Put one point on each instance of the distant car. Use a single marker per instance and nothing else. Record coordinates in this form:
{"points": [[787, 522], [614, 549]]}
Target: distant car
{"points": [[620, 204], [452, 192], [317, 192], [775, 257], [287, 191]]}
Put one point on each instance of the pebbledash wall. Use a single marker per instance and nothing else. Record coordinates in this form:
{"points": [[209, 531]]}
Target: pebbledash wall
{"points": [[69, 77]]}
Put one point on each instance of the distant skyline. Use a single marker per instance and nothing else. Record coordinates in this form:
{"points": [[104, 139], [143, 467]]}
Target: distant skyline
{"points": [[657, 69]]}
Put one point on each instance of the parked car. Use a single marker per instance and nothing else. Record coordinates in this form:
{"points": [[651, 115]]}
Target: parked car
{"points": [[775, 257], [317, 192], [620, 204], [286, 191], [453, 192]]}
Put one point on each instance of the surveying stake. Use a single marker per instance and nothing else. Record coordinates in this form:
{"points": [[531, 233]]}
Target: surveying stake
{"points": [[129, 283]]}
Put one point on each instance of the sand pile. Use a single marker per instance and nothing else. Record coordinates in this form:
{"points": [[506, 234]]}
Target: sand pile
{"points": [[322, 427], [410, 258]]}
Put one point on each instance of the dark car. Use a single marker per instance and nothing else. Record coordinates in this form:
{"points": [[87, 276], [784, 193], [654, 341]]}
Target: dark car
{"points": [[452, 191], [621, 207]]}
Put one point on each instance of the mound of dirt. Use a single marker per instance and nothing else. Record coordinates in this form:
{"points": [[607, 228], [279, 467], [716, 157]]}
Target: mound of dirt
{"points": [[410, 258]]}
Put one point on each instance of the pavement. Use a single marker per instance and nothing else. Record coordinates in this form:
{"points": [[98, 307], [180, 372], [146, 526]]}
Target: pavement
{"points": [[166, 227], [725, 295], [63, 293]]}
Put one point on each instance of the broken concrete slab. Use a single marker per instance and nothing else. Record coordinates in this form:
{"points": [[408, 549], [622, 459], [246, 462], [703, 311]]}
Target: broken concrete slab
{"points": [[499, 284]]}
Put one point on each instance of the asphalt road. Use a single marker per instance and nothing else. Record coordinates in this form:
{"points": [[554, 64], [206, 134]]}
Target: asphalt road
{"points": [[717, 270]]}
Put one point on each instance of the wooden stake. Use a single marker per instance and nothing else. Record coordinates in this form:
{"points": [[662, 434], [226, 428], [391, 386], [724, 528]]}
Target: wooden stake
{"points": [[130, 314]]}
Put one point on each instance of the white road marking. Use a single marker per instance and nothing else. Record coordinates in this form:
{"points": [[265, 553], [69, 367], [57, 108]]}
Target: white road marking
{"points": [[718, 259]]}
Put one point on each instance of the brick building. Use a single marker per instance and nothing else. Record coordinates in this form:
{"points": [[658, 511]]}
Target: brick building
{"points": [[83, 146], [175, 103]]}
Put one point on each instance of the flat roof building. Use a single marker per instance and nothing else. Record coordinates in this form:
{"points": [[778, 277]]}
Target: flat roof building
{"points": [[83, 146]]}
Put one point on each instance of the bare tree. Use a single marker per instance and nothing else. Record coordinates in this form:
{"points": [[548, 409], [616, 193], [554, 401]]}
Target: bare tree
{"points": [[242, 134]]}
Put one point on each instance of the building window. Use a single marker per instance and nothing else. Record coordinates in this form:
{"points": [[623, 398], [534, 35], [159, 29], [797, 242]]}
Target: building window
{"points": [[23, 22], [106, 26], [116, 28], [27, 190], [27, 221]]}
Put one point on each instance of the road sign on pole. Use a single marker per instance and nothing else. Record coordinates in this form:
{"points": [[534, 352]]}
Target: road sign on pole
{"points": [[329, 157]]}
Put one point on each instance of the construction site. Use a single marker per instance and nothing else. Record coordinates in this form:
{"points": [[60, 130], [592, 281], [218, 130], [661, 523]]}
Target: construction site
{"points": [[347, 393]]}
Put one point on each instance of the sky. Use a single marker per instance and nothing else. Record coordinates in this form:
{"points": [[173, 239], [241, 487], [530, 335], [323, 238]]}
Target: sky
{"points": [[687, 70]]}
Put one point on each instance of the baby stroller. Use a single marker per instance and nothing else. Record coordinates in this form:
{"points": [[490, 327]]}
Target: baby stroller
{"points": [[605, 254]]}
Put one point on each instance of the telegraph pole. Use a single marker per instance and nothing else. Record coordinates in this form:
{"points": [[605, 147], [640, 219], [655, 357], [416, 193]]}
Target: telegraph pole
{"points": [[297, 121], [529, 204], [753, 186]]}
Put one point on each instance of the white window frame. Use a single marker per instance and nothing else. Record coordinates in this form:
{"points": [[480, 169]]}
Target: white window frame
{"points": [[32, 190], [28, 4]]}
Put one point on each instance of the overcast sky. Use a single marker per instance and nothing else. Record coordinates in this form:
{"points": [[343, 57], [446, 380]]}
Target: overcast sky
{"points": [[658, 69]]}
+-------+
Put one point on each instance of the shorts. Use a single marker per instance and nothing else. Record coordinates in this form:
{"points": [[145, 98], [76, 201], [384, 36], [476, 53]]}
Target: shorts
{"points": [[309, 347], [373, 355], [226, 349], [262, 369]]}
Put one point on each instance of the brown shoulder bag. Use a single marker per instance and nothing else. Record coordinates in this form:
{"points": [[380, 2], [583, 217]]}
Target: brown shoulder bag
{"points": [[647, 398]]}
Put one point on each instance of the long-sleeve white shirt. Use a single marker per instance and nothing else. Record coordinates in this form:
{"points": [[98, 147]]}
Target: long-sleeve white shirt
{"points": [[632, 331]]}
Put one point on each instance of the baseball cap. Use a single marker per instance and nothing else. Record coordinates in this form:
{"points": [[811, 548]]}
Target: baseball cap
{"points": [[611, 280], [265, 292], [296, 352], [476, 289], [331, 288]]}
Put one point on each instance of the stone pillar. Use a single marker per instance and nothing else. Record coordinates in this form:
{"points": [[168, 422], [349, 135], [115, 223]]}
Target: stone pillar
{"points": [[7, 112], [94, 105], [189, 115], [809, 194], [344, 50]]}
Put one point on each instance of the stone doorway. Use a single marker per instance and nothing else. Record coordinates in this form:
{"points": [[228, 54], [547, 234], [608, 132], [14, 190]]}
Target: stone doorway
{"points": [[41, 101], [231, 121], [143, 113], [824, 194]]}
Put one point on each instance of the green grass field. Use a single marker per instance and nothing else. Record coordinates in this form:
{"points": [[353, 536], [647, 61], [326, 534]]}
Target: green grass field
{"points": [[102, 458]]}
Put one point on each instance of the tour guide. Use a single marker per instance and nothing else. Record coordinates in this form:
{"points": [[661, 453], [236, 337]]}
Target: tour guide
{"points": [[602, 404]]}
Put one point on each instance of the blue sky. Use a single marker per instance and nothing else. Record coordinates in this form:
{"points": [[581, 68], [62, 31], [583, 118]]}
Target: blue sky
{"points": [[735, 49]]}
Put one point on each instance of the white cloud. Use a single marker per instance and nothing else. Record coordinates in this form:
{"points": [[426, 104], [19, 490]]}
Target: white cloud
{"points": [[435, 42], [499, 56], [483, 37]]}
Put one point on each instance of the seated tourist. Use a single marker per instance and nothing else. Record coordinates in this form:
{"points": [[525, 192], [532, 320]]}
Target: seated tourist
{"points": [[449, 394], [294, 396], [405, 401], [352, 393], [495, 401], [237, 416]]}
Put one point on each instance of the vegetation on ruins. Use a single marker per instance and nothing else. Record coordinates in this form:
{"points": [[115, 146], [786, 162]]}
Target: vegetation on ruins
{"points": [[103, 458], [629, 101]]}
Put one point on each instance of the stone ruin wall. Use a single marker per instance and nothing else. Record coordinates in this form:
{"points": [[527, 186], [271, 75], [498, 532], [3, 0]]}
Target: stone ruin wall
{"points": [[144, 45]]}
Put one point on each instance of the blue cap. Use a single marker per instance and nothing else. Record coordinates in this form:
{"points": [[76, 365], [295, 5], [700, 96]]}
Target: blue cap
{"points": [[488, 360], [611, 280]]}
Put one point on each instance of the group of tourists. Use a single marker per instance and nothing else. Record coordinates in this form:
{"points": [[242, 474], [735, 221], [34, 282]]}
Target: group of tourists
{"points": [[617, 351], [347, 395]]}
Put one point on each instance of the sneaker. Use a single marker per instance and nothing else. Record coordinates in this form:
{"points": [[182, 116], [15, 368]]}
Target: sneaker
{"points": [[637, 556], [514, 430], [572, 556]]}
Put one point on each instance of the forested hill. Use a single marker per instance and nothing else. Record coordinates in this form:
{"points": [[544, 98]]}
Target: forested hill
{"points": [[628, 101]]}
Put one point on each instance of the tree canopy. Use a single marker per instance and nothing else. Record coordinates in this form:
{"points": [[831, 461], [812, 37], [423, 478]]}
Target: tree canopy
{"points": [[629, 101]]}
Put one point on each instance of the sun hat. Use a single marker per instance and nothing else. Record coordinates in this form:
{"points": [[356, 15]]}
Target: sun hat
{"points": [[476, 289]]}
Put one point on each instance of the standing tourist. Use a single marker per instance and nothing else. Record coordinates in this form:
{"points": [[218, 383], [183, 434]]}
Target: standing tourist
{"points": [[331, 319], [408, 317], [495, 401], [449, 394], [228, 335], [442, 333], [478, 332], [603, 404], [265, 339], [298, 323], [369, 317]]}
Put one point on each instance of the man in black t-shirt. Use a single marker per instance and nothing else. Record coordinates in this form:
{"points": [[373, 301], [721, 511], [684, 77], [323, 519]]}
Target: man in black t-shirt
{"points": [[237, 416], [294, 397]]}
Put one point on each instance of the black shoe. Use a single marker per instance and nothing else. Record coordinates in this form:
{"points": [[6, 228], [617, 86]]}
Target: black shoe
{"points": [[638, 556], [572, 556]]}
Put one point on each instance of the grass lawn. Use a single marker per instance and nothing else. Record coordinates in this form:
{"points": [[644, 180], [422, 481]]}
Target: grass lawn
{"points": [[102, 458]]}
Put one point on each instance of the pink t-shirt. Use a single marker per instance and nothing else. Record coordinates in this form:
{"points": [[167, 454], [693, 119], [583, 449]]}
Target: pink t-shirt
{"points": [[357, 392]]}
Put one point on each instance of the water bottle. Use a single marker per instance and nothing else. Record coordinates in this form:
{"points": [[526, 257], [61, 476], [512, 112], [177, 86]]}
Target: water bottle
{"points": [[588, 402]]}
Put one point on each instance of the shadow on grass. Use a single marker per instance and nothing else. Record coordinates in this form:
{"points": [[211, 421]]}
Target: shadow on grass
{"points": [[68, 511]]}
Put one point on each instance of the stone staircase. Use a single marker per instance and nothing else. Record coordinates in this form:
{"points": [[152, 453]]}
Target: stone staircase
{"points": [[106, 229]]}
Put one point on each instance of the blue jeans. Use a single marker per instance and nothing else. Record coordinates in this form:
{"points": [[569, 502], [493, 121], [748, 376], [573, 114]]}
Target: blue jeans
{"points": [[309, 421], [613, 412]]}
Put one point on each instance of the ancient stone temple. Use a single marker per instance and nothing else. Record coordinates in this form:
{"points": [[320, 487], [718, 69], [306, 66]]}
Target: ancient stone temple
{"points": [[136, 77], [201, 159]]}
+-------+
**To do:**
Return word for word the lines above from the line with "Put one point on each instance of the blue cap." to the line with "Put one point on each instance of the man", including both and leaving out all others.

**Response:**
Put one point on each instance of the blue cap. Use a single marker per instance and nothing else. Record coordinates in this form:
{"points": [[76, 365], [295, 5], [700, 96]]}
Target: blue cap
{"points": [[488, 360], [611, 280]]}
Put one point on each instance of the group of tourists. Use a single marker per instance and nothing else. Record coordinates in this form:
{"points": [[242, 474], [735, 221], [34, 282]]}
Target: group of tourists
{"points": [[617, 351], [347, 395]]}
Put one point on each instance of the sneaker. Use a single marker per instance and nothing else. Record coordinates in this form:
{"points": [[182, 116], [15, 368]]}
Target: sneaker
{"points": [[637, 556], [514, 430], [572, 556]]}
Put one point on each instance of the forested hill. Use a single marker per instance and nothing else. Record coordinates in this form:
{"points": [[544, 98]]}
Target: forested hill
{"points": [[628, 101]]}
Put one point on each instance of the tree canopy. Use a single marker per instance and nothing else. Record coordinates in this form:
{"points": [[831, 461], [812, 37], [423, 478]]}
Target: tree canopy
{"points": [[629, 101]]}
Put one point on each instance of the sun hat. Use a single marker per instance and nothing else. Record coordinates in this form:
{"points": [[356, 15]]}
Target: sun hat
{"points": [[476, 289]]}
Put one point on each instance of the standing tourist. Use a single marker per instance and nothing else. Record coordinates in this form:
{"points": [[218, 383], [183, 434]]}
Target: standing tourist
{"points": [[331, 319], [408, 317], [495, 401], [449, 394], [228, 335], [442, 333], [478, 332], [603, 404], [265, 339], [298, 323], [369, 317]]}
Put one point on each instance of the man in black t-shirt. Use a single marker per instance and nothing else. Record coordinates in this form:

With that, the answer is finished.